— start —
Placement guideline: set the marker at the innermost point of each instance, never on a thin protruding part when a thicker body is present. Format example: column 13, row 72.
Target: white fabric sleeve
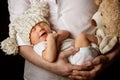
column 16, row 7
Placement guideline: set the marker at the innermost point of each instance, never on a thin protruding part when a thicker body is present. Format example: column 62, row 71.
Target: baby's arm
column 61, row 36
column 50, row 52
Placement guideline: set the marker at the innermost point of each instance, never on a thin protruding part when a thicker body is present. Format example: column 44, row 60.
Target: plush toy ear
column 98, row 2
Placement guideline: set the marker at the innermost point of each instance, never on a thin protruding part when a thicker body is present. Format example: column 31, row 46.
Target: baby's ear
column 98, row 2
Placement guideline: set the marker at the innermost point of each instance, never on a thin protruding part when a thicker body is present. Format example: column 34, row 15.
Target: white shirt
column 71, row 15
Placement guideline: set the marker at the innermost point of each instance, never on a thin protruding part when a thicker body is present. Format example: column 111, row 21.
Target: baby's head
column 39, row 32
column 22, row 27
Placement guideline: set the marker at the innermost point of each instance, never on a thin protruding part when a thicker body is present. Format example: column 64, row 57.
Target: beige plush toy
column 107, row 22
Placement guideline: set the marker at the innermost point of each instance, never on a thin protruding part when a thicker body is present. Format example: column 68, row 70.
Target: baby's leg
column 84, row 40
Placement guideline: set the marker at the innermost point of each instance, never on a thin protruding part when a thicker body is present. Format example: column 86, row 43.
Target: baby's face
column 39, row 32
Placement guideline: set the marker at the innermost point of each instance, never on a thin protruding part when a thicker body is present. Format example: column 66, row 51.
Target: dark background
column 11, row 67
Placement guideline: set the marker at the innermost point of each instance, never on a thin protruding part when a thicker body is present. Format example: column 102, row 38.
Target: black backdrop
column 11, row 67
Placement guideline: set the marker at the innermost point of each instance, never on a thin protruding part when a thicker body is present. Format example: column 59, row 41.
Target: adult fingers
column 66, row 54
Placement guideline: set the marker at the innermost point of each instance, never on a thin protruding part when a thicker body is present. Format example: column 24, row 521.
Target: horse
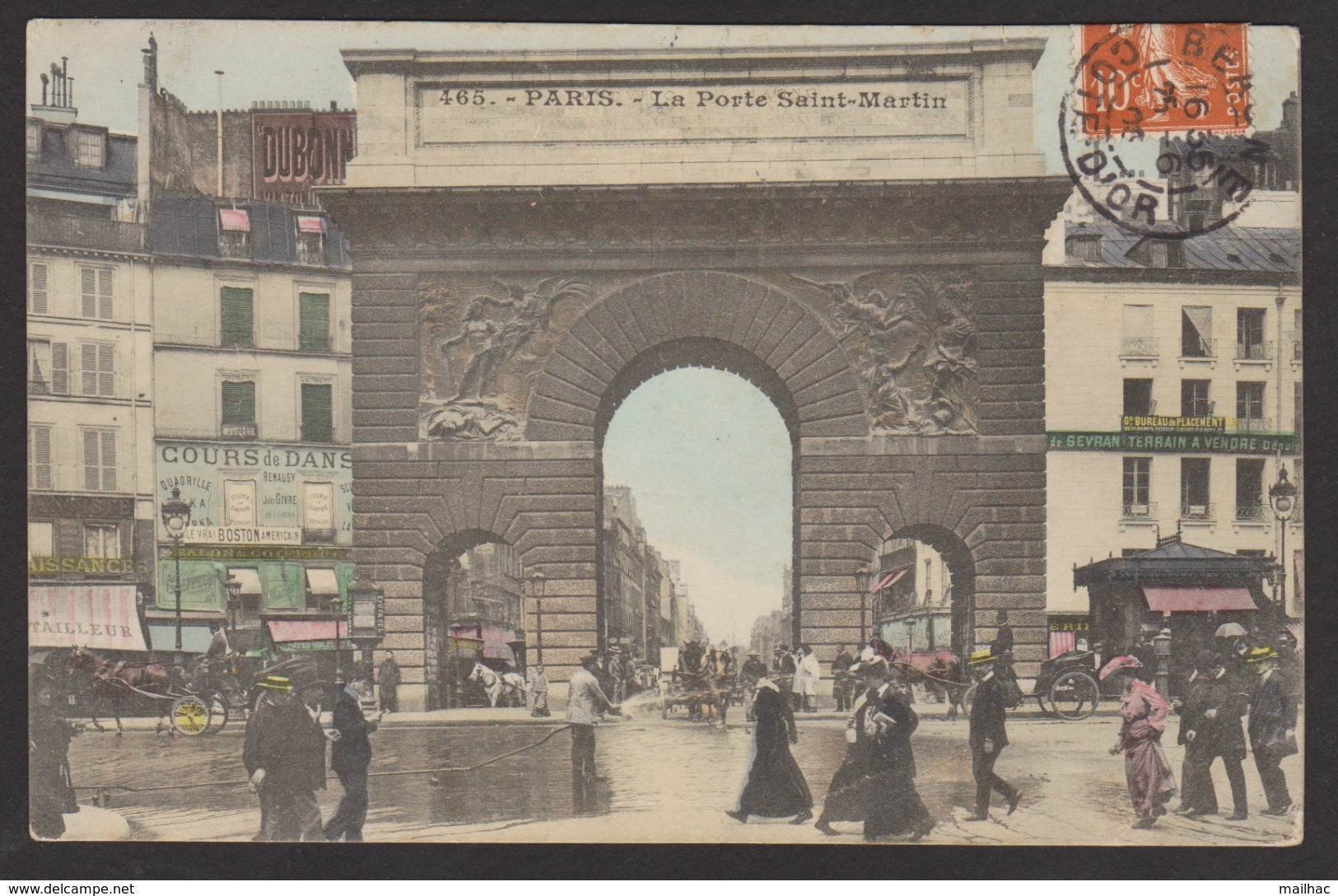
column 115, row 682
column 498, row 684
column 935, row 669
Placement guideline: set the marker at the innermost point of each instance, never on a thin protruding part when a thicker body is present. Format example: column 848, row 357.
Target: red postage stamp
column 1175, row 77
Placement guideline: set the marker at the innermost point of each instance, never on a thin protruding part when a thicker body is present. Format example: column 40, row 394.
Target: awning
column 287, row 630
column 194, row 638
column 497, row 643
column 100, row 617
column 235, row 220
column 321, row 582
column 892, row 578
column 1187, row 600
column 249, row 578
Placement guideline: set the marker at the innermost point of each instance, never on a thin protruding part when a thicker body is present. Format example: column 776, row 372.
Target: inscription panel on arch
column 599, row 111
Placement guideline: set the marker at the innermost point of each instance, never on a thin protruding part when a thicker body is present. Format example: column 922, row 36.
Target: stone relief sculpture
column 916, row 344
column 464, row 390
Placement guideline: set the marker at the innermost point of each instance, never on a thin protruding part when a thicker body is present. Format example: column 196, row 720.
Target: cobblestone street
column 663, row 782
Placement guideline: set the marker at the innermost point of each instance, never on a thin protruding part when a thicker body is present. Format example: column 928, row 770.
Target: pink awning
column 235, row 220
column 1166, row 600
column 287, row 630
column 892, row 578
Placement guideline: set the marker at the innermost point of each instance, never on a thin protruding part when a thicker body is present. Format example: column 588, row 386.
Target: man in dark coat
column 775, row 786
column 349, row 758
column 1273, row 728
column 389, row 677
column 285, row 758
column 988, row 735
column 1215, row 732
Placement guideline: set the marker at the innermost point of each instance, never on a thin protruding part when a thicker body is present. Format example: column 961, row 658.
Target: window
column 1083, row 249
column 39, row 366
column 40, row 539
column 1250, row 344
column 317, row 413
column 310, row 240
column 1194, row 488
column 38, row 287
column 315, row 323
column 233, row 233
column 1138, row 398
column 1138, row 332
column 1138, row 478
column 90, row 149
column 96, row 292
column 237, row 404
column 100, row 460
column 39, row 458
column 1250, row 405
column 317, row 511
column 102, row 540
column 34, row 141
column 1194, row 399
column 98, row 370
column 1250, row 488
column 239, row 502
column 1196, row 334
column 237, row 317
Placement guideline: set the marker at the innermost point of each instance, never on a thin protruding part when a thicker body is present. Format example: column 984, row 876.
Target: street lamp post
column 175, row 514
column 1282, row 499
column 535, row 587
column 862, row 578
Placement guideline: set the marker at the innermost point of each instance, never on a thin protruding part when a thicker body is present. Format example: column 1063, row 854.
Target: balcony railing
column 1199, row 349
column 1140, row 348
column 1252, row 511
column 1198, row 511
column 85, row 233
column 1149, row 510
column 1254, row 351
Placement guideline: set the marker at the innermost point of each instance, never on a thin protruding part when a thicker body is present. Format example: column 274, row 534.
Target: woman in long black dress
column 775, row 786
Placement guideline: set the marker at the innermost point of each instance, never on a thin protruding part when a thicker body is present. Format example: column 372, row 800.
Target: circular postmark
column 1191, row 85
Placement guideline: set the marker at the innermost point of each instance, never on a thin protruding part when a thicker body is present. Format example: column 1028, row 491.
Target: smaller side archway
column 473, row 611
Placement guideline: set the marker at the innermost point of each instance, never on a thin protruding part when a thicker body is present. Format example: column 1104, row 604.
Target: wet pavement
column 660, row 782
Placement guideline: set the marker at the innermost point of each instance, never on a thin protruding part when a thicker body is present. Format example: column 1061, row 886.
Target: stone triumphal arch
column 538, row 234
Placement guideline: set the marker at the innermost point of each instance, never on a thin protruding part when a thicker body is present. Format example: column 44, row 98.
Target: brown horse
column 938, row 670
column 117, row 682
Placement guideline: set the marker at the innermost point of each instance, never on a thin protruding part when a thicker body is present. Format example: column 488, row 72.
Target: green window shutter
column 239, row 403
column 237, row 317
column 315, row 321
column 317, row 413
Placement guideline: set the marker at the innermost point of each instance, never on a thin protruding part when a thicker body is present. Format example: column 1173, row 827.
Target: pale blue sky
column 708, row 459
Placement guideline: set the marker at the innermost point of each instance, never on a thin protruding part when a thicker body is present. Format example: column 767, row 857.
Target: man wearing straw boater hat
column 1273, row 728
column 285, row 758
column 988, row 735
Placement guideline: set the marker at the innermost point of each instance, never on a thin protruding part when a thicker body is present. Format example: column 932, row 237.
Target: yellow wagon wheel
column 189, row 716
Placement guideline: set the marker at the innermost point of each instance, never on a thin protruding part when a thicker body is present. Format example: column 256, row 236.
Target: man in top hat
column 1273, row 728
column 988, row 735
column 285, row 758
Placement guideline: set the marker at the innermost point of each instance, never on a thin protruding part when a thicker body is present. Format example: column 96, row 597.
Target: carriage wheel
column 967, row 698
column 217, row 711
column 189, row 716
column 1075, row 696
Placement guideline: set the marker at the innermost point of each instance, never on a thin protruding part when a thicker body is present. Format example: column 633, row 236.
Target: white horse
column 498, row 684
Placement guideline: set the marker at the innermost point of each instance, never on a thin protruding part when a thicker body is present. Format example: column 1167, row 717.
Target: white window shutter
column 89, row 292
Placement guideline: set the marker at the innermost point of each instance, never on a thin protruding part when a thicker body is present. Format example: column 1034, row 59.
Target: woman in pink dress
column 1145, row 765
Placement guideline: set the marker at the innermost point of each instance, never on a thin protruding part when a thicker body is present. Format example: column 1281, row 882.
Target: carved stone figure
column 916, row 345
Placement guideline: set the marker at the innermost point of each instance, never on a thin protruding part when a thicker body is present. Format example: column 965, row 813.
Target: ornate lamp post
column 1282, row 499
column 175, row 514
column 534, row 589
column 862, row 578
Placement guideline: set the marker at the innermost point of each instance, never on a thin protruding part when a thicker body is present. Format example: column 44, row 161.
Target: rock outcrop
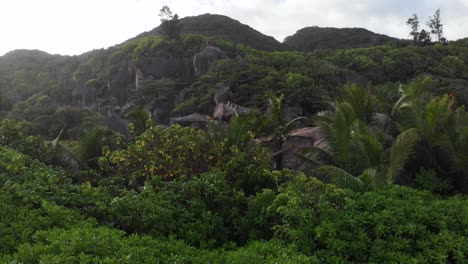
column 197, row 121
column 296, row 140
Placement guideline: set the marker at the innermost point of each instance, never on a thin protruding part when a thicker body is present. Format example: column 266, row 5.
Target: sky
column 71, row 27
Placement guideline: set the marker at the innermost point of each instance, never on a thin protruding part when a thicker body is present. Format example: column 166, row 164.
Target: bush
column 399, row 224
column 169, row 153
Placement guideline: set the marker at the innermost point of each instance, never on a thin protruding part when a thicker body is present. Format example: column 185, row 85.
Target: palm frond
column 401, row 151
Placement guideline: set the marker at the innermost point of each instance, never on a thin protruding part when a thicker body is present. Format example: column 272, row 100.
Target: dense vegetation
column 386, row 176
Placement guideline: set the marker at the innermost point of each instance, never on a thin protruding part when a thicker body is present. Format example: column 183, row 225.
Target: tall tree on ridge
column 170, row 23
column 436, row 26
column 413, row 22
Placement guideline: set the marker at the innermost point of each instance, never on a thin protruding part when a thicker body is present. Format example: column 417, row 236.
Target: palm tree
column 442, row 135
column 352, row 152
— end —
[Set task]
Copy the material from the line with "588, row 386." up to and including the line with "column 1215, row 732", changing "dark coat" to "black coat" and keeping everything else the same.

[Solved problem]
Placement guideline: set the marker at the innermost point of each instance, never on a thin protruding part when a thicker body is present. Format example: column 588, row 386.
Target: man in black coat
column 775, row 786
column 349, row 758
column 1273, row 728
column 389, row 677
column 285, row 758
column 988, row 735
column 1215, row 732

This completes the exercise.